- [PROVIDED ENTRIES]
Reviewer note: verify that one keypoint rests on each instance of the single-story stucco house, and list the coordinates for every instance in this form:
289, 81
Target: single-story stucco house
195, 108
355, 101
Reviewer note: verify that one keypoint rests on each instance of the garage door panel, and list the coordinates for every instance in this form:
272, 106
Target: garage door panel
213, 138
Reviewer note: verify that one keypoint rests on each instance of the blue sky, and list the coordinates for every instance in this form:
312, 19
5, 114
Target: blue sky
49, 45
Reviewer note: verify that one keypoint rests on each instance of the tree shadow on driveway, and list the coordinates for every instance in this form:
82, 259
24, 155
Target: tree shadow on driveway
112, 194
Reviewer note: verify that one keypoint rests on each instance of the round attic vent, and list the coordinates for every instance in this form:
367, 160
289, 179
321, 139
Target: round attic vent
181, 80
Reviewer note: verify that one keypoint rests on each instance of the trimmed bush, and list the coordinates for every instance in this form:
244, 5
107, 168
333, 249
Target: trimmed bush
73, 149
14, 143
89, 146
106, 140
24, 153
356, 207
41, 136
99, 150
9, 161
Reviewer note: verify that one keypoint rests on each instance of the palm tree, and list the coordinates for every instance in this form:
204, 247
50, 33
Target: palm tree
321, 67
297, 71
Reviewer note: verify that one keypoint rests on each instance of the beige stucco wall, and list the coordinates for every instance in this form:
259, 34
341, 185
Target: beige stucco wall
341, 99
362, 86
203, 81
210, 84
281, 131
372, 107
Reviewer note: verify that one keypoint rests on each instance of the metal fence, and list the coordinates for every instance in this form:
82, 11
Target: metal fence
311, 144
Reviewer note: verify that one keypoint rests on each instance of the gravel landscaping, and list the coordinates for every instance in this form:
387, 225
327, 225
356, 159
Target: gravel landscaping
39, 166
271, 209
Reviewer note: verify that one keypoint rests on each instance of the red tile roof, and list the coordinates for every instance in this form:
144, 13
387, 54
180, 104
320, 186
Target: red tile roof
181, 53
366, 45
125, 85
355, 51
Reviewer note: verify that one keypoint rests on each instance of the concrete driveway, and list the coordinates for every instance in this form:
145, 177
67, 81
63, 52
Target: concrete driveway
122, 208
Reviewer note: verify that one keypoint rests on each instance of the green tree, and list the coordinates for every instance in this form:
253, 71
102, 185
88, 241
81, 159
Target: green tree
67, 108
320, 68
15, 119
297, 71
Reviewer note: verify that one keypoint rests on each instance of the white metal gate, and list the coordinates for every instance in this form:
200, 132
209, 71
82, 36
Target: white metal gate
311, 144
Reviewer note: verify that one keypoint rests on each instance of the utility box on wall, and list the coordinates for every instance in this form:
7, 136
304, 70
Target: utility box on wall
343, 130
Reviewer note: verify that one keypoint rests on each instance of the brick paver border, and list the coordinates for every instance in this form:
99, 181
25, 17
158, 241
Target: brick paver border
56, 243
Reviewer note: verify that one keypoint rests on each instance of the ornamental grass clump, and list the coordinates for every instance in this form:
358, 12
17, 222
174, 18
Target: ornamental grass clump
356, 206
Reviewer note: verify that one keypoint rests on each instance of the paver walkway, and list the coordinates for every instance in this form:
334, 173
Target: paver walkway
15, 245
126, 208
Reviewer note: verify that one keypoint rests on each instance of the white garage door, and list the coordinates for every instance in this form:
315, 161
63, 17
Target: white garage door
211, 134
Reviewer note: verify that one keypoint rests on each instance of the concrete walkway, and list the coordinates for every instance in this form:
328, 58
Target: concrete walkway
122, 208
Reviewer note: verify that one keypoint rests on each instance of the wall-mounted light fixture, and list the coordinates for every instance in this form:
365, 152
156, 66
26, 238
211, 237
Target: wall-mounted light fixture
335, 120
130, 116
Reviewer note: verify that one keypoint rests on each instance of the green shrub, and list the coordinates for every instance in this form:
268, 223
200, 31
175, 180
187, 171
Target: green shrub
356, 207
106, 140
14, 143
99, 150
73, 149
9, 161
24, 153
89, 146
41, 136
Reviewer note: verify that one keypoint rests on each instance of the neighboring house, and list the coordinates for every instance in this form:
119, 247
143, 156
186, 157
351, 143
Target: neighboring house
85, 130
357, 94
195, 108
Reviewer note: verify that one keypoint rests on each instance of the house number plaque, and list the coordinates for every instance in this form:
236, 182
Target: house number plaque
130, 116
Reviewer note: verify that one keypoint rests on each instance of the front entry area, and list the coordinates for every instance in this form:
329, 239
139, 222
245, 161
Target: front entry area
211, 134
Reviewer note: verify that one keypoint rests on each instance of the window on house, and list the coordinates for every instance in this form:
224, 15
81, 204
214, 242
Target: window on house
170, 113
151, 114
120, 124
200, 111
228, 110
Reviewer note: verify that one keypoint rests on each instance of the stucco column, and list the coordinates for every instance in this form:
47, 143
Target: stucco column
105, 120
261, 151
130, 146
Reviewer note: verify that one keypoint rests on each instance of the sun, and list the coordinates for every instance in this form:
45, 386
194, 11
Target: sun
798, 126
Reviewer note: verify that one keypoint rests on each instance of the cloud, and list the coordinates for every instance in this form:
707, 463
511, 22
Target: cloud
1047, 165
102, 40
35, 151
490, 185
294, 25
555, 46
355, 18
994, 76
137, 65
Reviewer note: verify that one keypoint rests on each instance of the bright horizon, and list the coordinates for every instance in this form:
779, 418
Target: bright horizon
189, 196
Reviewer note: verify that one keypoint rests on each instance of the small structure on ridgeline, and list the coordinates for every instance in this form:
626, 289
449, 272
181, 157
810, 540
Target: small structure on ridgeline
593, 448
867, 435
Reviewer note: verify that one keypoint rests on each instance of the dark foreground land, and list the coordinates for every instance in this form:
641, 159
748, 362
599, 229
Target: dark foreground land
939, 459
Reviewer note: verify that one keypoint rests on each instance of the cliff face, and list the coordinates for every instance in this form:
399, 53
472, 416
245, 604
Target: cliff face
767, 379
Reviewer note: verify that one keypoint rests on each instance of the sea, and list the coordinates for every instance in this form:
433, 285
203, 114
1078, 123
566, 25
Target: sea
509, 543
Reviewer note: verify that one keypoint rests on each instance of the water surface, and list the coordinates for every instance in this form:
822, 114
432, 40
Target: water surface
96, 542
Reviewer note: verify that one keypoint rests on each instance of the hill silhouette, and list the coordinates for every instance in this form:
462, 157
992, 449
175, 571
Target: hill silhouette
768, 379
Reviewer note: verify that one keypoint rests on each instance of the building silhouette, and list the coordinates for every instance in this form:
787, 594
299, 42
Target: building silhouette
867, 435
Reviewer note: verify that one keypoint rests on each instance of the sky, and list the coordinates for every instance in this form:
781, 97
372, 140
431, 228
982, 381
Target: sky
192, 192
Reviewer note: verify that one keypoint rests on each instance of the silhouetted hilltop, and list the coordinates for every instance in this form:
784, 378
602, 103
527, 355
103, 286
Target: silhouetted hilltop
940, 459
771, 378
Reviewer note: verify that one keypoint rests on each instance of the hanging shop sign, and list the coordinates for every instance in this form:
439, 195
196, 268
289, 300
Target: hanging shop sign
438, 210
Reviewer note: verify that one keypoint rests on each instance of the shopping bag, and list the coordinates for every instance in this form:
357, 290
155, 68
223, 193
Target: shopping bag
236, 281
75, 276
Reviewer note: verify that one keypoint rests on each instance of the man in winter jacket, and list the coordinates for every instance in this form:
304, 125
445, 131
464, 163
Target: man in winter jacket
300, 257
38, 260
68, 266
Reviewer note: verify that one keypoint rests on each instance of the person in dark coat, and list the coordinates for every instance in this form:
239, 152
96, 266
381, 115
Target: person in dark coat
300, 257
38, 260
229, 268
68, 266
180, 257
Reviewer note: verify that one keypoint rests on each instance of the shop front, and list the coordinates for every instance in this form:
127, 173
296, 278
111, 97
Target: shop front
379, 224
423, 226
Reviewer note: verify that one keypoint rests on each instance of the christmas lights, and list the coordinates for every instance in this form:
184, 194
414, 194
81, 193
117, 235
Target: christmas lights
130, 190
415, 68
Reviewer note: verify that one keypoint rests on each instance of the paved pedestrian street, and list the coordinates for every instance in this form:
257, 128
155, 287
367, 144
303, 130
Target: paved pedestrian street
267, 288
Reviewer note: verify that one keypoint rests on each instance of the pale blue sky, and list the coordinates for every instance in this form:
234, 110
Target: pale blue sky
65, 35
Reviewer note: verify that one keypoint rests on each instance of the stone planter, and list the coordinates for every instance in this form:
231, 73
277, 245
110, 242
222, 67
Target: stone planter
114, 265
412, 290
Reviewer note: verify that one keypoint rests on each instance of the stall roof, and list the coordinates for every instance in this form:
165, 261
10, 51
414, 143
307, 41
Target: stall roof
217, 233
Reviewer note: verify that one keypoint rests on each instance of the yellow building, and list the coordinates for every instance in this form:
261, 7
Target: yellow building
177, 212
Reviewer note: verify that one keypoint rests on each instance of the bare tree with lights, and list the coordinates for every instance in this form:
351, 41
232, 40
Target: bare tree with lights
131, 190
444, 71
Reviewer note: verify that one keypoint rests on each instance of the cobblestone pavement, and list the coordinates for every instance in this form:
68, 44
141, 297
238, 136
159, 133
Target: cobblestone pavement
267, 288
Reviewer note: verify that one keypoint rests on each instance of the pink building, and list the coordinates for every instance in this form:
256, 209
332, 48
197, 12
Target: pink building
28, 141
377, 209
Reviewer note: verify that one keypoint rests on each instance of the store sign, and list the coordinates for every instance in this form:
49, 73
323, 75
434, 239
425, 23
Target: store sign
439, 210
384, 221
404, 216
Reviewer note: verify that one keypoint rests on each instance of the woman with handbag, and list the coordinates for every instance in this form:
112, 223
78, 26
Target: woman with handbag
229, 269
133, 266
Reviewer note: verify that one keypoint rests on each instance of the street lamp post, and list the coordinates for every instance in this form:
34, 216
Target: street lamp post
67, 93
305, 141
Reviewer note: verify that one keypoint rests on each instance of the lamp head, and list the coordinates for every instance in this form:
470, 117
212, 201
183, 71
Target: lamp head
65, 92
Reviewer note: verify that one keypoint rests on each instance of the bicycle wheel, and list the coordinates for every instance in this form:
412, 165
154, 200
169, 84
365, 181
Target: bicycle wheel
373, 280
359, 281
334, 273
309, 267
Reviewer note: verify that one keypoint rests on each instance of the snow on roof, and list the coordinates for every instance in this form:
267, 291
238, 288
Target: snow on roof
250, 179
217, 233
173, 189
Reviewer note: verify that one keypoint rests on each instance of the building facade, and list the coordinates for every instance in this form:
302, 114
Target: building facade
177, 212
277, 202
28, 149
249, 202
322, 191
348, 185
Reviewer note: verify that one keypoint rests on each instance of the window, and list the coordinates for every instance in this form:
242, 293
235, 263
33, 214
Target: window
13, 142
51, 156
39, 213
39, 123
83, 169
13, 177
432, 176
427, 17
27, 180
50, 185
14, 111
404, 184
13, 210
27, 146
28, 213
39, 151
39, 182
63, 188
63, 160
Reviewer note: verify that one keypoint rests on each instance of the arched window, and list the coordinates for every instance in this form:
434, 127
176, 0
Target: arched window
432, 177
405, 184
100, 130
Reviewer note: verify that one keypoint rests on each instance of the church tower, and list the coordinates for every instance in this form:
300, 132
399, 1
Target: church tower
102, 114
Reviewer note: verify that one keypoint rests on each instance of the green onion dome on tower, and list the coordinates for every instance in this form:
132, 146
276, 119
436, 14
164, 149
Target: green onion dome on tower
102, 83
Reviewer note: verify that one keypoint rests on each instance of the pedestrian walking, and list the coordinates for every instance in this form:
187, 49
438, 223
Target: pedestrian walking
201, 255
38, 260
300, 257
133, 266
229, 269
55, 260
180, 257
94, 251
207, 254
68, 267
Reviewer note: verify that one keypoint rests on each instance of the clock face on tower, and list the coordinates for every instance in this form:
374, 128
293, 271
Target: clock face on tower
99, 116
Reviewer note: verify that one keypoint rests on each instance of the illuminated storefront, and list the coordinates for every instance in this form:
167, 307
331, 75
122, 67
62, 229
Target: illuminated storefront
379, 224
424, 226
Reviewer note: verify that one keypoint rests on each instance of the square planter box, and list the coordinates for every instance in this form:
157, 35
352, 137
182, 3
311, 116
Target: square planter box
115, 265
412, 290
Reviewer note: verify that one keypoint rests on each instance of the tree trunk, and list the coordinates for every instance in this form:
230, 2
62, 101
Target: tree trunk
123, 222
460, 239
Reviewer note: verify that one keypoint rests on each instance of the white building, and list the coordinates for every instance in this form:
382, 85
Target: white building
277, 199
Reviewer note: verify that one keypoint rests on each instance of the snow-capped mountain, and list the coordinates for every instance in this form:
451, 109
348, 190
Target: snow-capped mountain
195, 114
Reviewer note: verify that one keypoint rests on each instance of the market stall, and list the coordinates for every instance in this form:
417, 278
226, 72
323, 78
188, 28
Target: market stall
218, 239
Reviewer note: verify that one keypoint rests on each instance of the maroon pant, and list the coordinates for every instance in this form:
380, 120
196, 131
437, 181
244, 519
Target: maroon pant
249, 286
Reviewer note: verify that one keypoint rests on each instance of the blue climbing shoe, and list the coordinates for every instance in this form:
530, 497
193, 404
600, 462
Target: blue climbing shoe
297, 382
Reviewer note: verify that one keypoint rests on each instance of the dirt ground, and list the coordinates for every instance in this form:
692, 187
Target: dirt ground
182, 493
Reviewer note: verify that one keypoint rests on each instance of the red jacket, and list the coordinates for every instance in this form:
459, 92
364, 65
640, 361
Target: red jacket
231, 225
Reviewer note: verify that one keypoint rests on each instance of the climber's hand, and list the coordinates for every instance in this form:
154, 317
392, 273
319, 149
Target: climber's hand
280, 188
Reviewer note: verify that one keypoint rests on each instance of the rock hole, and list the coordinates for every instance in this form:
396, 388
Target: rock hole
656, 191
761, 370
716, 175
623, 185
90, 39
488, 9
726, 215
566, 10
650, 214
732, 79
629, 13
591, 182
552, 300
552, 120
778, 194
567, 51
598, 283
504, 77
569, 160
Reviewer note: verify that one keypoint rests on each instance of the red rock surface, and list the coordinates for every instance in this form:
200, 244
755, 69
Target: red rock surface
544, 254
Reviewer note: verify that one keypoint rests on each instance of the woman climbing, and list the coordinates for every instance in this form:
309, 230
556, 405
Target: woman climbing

- [STATED PROBLEM] Repeat exactly the lines above from the line that contains "of the dirt" through the end. Include both of these ends; leave out everything else.

- [EXERCISE RESULT]
Reviewer note: verify that one keypoint rests on each instance of the dirt ground, and list the coordinates for every instance in this form:
692, 187
Target: dirt ground
182, 493
Reviewer note: verify that one keypoint rests on each instance of the red jacket, and list the coordinates for every instance in this form:
459, 92
364, 65
640, 361
Target: red jacket
231, 225
Reviewer note: verify that one keypoint rests on each instance of the climber's hand, and list the coordinates for every instance in this form:
154, 317
392, 273
319, 149
Target: climber's hand
280, 188
Reviewer note: verify that one keypoint rests on each instance of the rock hole, and list the coordinates for every instance in this form:
396, 388
Target: rock hole
656, 191
761, 370
716, 175
623, 185
90, 39
488, 9
726, 215
566, 10
650, 214
732, 79
629, 13
591, 182
552, 300
552, 120
778, 194
567, 51
598, 283
504, 77
569, 160
Reviewer note: verify that one keypoint rests on each instance of the red rock surface, and list the coordinates for every instance in this form:
200, 244
755, 69
Target: red rock surface
544, 254
Reviewer note: verify that one keypoint rests on each instance of the woman climbing, and list the coordinates for every instance in this form:
309, 230
556, 405
Target: woman climbing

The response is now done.